» Task goal:
Please find the lines in the entries below that contain the word "locate", and copy each one.

--- START ---

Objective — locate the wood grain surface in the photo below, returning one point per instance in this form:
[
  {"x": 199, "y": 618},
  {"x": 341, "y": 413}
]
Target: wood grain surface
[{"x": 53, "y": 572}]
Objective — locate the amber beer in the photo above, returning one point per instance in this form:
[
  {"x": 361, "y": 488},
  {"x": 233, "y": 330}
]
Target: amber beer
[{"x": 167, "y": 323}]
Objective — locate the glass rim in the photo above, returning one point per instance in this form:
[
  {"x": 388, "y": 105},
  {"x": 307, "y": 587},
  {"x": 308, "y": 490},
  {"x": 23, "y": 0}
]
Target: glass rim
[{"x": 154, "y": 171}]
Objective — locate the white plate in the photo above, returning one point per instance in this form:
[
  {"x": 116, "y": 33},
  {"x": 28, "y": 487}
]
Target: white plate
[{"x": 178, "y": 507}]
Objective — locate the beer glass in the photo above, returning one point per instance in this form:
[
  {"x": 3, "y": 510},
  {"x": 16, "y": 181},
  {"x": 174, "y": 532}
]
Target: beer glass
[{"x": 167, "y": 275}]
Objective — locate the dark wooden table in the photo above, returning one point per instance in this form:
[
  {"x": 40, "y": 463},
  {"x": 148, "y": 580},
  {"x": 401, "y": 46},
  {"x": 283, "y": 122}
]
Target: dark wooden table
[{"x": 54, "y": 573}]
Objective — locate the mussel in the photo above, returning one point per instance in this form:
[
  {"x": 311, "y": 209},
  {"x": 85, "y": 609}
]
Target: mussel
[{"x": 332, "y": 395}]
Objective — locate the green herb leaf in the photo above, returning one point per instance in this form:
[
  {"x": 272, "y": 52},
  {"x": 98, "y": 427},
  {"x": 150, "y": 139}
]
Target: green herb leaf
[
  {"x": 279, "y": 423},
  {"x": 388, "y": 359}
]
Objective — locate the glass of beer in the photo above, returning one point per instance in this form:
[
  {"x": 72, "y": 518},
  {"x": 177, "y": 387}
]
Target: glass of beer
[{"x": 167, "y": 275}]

--- END ---

» Solution to the exercise:
Objective — locate the wood grain surface in the photo below, returning one point per instance in this form:
Objective — locate the amber beer in the photo above, returning one point per instance in this form:
Objective — locate the glass rim in the photo above, returning one point per instance in this form:
Objective — locate the white plate in the photo above, returning one point per instance in this form:
Objective — locate the beer glass in the photo above, returning one point per instance in this form:
Objective — locate the dark wooden table in the photo above, returning one point per instance in this form:
Objective — locate the mussel in the photo above, returning one point per instance in this form:
Objective — locate the green herb leaf in the photo above, returning one point per instance in this form:
Objective — locate the glass of beer in the photo above, returning one point per instance in this form:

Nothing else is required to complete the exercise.